PAPER | OTHER
TBA Group and StaffalPI
What would be the impact on the container terminal industry, if containers would be equipped with integrated twistlocks? A cost efficiency analysis demonstrates the significant cost savings to the industry and highlights safety, productivity and sustainability benefits. Potential implementation strategies are discussed.
For a long time, the handling of twistlocks (or cones) and semi-automated twistlocks (SATL’s) has been a heavy burden for the container industry. The burden consists of the operational cost to place and remove these cones in every step of the container supply chain (on the vessel, on road trucks, on trains). Moreover, the handling (coning, deconing) typically takes place in areas where dense traffic takes place (e.g. apron of a container terminal), or where inherently unsafe situations take place (hold of the vessel, close to moving containers) hence causing being a source of injuries or casualties.
The introduction of the semi-automated twistlock already removed the locking and unlocking of the cones on the vessels, but still requires the manual placement and removal of the cones, as such only addressing some of the costs, and not addressing the safety issues.
There have been many efforts in developing automated twistlock handling stations (see also PT50-08), which could carry out this placement and removal of the twistlocks (see for instance www.kalp-gmbh.eu or www.ramspreaders.com). Although various tests have been carried out, it has not led to a large scale application. Here, various reasons can be identified, both technical and economical. To mention a few:
Figure 1: Automated twistlock handling station (RAM, left; KALP, right)

**Set of tasks:**
A) From the twistlock paper, pull out everything from "PAPER | OTHER" down to "strategies are discussed.", word for word.
B) According to the twistlock paper, what handling does the semi-automated twistlock still require?

**Material shown:**
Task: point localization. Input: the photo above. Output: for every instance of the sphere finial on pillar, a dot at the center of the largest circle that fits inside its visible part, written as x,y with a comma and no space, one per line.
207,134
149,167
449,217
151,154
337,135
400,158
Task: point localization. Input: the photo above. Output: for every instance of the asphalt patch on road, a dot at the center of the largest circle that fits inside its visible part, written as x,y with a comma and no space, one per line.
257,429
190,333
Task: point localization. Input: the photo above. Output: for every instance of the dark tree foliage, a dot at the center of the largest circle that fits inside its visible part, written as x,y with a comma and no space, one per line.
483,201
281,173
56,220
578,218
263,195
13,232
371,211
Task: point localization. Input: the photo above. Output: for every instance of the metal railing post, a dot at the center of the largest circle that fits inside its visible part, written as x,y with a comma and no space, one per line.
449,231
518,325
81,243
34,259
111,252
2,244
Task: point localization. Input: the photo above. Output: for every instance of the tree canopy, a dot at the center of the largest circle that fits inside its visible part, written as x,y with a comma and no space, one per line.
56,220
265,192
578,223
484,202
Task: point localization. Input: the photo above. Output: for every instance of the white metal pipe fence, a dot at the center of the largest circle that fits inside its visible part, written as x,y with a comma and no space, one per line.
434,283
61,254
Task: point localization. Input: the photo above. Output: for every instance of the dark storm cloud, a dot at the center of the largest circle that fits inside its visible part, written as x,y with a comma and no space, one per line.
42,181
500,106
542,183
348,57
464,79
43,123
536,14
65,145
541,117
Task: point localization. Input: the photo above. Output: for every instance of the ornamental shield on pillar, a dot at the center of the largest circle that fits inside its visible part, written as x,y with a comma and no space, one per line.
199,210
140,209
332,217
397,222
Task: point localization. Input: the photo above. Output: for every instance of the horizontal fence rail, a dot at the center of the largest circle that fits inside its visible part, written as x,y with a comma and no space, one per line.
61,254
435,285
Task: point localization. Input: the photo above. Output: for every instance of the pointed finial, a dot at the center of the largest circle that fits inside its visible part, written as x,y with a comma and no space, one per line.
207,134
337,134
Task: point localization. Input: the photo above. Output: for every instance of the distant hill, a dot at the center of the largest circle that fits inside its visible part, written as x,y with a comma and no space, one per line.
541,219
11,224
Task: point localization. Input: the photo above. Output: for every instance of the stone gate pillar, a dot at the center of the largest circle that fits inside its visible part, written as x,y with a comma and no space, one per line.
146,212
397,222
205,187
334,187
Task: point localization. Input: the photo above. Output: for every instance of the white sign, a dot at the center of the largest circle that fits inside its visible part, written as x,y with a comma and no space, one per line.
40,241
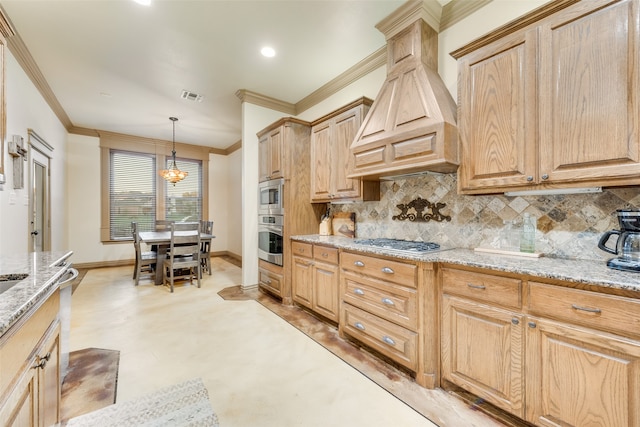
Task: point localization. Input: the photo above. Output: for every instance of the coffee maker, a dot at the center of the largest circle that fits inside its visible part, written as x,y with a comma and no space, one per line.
627,242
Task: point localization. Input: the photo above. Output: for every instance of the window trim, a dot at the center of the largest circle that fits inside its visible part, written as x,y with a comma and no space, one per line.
162,150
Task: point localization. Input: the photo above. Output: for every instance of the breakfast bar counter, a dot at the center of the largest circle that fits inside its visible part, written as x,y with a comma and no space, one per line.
43,269
588,272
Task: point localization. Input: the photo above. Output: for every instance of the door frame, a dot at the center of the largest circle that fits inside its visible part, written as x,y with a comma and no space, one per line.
37,143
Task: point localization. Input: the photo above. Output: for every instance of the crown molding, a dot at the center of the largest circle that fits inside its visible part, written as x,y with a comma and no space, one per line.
428,10
24,58
233,148
83,131
457,10
6,29
361,69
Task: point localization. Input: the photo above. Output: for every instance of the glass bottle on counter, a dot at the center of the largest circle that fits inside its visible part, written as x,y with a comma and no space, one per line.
528,234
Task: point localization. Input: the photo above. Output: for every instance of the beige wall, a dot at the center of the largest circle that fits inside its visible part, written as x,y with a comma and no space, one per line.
26,109
233,178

**Expected responses:**
A)
PAPER | OTHER
TBA Group and StaffalPI
What would be the impact on the container terminal industry, if containers would be equipped with integrated twistlocks? A cost efficiency analysis demonstrates the significant cost savings to the industry and highlights safety, productivity and sustainability benefits. Potential implementation strategies are discussed.

B) It still requires the manual placement and removal of the cones.